_WHAT THE TASK ASKS_.
Please copy every line of the entries below that contains the word "blue", and show each one unchanged.

++++++++

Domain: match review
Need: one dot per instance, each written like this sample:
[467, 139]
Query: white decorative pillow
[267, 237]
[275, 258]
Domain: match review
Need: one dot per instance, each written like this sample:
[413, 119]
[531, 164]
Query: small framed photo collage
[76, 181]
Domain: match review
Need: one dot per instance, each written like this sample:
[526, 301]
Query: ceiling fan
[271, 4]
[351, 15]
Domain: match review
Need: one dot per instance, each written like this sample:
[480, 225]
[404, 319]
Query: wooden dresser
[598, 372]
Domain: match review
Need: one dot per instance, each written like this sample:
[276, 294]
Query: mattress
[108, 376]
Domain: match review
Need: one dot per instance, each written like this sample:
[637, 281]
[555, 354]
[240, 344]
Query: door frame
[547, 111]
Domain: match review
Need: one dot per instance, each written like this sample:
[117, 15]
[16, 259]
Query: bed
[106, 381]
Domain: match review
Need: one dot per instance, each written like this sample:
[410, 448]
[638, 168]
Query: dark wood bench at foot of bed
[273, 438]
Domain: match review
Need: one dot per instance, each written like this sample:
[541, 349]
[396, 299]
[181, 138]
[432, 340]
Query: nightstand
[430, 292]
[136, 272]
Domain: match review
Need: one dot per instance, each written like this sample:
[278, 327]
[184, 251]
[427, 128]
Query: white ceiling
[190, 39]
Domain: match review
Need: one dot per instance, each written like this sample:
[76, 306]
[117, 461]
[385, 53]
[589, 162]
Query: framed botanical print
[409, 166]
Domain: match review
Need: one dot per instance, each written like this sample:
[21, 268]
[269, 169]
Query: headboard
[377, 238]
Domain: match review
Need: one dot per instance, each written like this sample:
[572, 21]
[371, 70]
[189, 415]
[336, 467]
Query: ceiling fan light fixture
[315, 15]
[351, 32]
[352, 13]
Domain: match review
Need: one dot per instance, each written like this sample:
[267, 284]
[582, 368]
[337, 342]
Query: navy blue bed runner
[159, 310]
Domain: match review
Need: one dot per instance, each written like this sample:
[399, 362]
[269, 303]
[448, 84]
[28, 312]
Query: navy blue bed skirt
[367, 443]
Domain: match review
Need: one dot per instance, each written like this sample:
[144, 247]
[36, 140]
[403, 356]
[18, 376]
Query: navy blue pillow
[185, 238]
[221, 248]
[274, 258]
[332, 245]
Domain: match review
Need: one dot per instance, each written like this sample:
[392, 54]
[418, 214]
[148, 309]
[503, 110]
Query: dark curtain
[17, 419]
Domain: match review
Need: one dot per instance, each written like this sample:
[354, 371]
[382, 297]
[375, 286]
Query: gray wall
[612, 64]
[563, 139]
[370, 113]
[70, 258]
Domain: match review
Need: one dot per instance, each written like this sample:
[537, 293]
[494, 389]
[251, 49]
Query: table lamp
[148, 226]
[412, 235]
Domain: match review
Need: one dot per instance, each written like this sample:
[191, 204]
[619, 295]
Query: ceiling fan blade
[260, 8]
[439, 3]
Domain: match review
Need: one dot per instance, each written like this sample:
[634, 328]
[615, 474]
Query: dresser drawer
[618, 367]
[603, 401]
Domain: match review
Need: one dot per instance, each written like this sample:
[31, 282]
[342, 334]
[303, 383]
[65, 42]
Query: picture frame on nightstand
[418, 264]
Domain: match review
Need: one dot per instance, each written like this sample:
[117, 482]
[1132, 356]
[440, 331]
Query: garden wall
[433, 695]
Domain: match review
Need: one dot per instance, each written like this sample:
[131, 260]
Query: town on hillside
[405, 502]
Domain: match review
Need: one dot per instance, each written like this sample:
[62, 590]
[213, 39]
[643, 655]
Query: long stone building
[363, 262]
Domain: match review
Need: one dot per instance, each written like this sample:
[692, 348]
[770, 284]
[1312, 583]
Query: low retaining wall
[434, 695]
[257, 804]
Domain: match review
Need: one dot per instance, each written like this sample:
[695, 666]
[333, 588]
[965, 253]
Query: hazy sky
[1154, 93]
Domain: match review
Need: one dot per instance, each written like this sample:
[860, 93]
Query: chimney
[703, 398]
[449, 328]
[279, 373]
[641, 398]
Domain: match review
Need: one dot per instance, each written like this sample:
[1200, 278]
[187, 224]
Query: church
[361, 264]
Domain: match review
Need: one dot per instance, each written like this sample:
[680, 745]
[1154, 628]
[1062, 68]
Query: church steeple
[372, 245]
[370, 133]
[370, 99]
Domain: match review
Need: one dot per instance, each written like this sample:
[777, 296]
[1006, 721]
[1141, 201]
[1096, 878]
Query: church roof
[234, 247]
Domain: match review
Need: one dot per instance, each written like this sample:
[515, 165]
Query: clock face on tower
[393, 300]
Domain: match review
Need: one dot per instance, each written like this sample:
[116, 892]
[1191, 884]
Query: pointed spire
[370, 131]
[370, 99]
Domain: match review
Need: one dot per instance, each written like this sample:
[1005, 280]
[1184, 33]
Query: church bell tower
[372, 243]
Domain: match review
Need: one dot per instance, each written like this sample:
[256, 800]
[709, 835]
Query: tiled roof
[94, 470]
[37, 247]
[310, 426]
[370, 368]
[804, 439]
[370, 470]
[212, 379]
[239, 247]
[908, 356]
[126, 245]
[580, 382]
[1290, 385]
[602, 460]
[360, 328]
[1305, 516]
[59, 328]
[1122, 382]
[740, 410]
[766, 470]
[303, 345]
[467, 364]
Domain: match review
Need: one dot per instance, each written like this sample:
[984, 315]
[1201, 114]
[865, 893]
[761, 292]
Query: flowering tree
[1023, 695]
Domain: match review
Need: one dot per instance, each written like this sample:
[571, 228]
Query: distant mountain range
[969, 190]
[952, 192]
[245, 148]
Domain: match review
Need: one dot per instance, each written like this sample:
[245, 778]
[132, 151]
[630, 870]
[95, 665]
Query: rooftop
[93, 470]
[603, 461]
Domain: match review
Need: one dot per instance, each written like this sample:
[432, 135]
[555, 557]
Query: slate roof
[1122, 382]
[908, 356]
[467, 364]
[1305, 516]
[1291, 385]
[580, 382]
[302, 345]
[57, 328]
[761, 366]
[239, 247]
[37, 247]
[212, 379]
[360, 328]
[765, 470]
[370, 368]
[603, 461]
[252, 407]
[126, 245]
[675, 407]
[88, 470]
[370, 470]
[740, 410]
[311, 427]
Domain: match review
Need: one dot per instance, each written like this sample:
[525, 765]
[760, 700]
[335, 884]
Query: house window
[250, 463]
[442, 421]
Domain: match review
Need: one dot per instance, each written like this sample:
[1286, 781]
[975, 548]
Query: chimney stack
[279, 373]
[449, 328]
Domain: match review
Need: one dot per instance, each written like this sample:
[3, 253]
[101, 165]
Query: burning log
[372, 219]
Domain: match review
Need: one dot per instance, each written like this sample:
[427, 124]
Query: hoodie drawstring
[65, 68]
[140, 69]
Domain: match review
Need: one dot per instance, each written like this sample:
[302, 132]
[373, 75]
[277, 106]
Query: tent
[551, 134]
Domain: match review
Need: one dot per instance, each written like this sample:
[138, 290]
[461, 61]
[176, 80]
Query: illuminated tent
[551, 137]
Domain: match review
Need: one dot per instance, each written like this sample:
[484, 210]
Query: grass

++++++++

_RESULT BELOW_.
Query: navy blue bed runner
Query: navy blue bed skirt
Query: navy blue pillow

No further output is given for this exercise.